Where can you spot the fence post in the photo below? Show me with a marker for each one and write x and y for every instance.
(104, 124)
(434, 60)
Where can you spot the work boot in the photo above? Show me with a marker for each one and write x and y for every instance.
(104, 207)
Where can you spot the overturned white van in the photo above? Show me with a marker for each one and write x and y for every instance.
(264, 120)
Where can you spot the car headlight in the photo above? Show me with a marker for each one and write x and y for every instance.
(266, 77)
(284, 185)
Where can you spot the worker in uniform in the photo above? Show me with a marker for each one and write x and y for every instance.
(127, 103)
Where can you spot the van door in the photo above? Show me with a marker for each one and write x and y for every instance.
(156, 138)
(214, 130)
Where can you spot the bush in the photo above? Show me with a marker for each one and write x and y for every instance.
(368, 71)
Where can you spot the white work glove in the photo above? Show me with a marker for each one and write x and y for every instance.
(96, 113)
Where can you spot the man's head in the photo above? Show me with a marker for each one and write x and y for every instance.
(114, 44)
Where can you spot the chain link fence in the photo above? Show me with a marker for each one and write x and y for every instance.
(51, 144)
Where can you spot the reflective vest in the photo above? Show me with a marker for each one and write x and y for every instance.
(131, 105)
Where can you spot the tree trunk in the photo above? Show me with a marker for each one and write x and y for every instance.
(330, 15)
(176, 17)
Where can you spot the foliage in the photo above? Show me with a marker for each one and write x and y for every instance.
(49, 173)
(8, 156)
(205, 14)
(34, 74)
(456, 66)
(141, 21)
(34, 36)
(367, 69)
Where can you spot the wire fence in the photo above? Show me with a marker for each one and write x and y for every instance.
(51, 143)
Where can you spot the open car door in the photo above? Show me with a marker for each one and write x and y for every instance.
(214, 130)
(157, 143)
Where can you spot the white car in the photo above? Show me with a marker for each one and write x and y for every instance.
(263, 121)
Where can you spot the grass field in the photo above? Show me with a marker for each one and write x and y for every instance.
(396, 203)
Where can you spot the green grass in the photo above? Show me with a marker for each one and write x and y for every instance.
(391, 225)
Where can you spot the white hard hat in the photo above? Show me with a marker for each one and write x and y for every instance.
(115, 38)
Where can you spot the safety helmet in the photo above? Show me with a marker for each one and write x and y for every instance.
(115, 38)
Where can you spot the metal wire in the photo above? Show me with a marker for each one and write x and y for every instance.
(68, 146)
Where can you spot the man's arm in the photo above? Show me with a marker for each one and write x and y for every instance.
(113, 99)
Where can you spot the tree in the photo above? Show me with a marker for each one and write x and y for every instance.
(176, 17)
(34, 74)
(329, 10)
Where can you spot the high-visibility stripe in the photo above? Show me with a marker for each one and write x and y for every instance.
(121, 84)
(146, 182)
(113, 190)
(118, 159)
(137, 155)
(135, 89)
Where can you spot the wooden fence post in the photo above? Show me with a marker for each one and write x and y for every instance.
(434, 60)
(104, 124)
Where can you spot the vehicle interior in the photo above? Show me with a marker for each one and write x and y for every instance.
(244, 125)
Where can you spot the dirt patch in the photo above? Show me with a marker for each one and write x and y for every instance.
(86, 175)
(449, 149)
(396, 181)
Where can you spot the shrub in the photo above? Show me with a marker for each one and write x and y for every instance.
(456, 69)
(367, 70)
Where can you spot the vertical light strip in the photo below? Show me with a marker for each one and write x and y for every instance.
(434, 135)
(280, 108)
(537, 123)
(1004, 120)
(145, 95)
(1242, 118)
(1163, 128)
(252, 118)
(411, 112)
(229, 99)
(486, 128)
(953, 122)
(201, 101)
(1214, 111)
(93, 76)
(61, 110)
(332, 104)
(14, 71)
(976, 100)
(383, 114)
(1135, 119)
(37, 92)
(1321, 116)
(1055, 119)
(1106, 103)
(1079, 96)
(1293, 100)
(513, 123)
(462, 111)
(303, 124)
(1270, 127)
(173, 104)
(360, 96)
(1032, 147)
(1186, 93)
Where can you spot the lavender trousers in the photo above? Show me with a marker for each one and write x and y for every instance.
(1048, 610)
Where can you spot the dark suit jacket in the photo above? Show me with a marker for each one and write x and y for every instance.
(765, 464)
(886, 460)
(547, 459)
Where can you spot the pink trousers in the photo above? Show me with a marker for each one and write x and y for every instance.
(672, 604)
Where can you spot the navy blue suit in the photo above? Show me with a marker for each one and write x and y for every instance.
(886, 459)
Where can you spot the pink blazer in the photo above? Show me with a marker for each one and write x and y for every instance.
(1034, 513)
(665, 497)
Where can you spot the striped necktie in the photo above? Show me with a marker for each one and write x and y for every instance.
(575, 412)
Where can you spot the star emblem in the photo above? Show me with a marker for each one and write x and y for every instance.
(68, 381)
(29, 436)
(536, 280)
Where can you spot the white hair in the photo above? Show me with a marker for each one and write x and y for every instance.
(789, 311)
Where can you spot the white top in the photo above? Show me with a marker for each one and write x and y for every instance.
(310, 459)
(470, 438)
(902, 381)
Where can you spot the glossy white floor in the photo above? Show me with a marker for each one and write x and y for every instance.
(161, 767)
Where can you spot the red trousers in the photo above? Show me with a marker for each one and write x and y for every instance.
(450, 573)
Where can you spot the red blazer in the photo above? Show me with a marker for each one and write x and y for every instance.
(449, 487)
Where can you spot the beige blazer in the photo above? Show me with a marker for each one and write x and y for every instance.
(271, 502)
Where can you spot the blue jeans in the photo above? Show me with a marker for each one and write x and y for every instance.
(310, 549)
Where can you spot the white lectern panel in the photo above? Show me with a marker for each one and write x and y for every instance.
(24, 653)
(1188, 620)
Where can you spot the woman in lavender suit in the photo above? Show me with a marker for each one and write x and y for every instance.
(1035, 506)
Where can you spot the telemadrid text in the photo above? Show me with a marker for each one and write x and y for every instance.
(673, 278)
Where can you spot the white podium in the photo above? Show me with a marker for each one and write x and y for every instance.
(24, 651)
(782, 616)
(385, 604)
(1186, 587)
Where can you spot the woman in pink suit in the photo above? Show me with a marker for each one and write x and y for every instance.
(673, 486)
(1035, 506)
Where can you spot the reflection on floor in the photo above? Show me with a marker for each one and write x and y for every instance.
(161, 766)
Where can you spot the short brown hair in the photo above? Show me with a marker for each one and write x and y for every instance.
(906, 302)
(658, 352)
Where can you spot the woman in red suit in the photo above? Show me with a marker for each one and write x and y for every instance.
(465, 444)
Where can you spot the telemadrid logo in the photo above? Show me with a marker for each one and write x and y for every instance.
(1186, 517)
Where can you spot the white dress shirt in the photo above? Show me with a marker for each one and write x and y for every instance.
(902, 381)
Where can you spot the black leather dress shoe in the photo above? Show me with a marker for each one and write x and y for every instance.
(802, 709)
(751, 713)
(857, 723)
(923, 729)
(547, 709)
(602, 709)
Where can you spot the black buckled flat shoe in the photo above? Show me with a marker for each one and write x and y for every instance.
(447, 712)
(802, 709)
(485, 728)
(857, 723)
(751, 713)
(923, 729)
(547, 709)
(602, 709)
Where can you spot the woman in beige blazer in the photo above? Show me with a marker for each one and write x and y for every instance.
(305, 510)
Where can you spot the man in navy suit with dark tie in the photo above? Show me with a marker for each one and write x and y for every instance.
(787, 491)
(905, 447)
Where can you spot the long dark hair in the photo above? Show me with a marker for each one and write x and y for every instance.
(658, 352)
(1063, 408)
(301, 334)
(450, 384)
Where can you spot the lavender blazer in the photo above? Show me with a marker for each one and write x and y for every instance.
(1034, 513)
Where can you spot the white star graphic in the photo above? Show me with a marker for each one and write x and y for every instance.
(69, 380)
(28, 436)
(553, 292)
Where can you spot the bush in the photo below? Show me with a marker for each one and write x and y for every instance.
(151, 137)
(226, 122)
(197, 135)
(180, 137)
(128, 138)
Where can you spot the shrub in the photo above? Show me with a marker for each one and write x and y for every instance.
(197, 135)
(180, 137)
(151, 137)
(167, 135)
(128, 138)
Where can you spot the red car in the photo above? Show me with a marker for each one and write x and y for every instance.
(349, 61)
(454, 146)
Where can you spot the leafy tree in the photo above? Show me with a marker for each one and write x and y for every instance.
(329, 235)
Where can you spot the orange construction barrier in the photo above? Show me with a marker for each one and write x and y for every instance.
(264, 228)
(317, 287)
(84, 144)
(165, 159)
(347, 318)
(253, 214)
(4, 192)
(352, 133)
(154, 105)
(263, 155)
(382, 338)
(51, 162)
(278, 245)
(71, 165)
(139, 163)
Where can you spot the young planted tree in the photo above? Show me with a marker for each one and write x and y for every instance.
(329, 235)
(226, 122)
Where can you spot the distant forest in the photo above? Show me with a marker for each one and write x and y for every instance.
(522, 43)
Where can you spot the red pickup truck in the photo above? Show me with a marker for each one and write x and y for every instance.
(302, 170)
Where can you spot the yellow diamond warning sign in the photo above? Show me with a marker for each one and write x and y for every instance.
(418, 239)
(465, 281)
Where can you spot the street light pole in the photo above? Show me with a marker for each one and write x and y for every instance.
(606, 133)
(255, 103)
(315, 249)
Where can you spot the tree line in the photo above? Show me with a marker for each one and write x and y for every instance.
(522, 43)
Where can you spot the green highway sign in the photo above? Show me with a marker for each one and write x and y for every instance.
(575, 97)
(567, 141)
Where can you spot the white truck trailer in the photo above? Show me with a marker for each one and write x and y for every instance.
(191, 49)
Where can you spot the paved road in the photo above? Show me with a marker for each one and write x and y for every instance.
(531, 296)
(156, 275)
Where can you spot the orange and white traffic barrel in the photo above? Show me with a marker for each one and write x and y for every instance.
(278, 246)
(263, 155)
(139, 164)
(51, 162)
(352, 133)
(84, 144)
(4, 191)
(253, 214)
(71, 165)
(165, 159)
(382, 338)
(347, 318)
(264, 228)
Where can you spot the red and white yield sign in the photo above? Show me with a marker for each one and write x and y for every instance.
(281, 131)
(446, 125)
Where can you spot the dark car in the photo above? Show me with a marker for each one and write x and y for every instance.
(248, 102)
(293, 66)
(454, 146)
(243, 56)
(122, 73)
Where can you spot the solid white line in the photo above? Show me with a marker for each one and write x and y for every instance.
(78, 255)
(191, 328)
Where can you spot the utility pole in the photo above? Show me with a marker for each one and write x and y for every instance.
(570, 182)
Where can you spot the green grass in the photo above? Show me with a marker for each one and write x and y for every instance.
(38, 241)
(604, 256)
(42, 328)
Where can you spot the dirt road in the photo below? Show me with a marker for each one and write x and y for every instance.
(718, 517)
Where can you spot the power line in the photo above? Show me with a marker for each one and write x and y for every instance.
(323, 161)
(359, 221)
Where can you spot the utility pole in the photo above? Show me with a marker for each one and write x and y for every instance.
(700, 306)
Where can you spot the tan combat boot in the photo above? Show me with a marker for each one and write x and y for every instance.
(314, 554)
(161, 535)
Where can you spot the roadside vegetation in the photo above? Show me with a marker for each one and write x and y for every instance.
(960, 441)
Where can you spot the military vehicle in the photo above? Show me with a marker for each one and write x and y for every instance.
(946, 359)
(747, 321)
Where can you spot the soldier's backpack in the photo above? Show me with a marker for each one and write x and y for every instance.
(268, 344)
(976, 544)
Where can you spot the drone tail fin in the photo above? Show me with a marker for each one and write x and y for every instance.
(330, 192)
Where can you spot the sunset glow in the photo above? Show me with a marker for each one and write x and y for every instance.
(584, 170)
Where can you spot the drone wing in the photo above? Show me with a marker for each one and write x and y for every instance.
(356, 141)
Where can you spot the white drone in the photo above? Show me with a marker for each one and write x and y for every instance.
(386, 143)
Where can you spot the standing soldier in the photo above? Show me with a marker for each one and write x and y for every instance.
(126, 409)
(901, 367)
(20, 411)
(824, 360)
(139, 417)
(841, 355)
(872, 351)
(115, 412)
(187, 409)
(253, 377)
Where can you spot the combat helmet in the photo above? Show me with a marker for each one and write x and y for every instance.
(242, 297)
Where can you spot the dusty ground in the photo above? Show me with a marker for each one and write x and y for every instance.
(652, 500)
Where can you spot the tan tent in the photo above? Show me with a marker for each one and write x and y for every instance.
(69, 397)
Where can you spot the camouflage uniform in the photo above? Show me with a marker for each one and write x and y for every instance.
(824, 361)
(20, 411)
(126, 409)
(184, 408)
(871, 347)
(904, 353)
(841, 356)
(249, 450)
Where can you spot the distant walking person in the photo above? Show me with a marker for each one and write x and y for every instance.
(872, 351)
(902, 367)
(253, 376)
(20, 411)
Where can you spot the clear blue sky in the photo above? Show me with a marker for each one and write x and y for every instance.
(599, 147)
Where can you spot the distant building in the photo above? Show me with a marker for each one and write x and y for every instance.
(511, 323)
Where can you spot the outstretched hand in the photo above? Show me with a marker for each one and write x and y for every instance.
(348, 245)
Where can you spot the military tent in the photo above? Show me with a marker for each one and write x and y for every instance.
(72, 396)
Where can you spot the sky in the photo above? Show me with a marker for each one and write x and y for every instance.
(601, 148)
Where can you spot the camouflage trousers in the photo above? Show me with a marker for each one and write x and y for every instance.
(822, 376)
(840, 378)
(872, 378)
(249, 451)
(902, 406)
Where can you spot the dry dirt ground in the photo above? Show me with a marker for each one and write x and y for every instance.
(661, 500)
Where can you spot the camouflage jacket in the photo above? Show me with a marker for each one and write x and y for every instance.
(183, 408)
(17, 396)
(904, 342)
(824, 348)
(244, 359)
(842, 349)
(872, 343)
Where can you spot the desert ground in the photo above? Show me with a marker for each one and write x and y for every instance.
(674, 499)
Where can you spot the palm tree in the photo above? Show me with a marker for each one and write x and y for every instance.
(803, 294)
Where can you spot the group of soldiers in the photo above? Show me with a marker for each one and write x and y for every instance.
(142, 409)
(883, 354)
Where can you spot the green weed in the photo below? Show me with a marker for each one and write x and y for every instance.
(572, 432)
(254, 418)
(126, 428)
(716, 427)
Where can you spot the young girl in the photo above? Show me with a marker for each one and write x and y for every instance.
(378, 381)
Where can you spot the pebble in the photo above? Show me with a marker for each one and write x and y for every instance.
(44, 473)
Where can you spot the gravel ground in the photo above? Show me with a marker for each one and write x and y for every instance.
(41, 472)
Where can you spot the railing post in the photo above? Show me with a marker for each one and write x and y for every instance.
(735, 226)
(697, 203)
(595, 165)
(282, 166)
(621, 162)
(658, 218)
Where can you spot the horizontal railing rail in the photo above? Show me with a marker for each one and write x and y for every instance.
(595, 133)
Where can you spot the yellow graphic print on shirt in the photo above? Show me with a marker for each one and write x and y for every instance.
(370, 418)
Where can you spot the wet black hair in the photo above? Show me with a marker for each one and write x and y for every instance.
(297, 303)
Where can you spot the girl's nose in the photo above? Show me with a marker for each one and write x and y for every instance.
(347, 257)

^^^^

[Request]
Render as a JSON list of strings, one per line and omitting blank lines, the records from the line containing "Where can you spot the dark suit" up to and including the line containing "(1188, 620)".

[Reply]
[
  "Where can you spot the dark suit jacket in the photo above? Show me with a marker for each one and write x and y for every instance.",
  "(765, 464)",
  "(886, 460)",
  "(547, 459)",
  "Where can you spot the pink trousers in the photo above? Show me with a marker for each one and write x and y for every instance.",
  "(672, 604)",
  "Where can you spot the navy blue suit in the photo above? Show me with a marker for each one and write x and y for every instance.",
  "(886, 459)",
  "Where can you spot the pink blazer in the photo above? Show me with a marker for each one and write x and y for every instance.",
  "(1034, 513)",
  "(665, 497)",
  "Where can you spot the striped necktie in the photo above? Show me with a marker for each one and write x and y for every instance.",
  "(575, 412)",
  "Where can you spot the star emblem in the photo above? Show me with a marker for each one and write x and y for every instance.",
  "(68, 381)",
  "(29, 436)",
  "(536, 280)",
  "Where can you spot the white hair in the photo above? Show me with a marker for each one and write x and y for every instance.",
  "(789, 311)",
  "Where can you spot the white top in the photo above? Show me with a marker for each one and write x and y for every instance.",
  "(310, 459)",
  "(470, 438)",
  "(902, 381)",
  "Where can you spot the glossy white floor in the photo above? Show me with a marker for each one and write x and y for every instance.",
  "(161, 767)",
  "Where can you spot the red trousers in the photo above? Show me with a marker for each one and write x and y for every instance.",
  "(450, 573)",
  "Where can you spot the red blazer in the photo above? Show me with a marker for each one and write x and y for every instance.",
  "(449, 487)",
  "Where can you spot the beige blazer in the photo above? Show me with a marker for each one and write x and y for every instance.",
  "(271, 502)",
  "Where can you spot the blue jeans in the photo above? Show me with a marker for each one and write x and y for every instance.",
  "(310, 549)",
  "Where can you spot the white lectern panel in the photo above? Show me with a marker for each one and write x and y for every instance.",
  "(24, 653)",
  "(1188, 620)"
]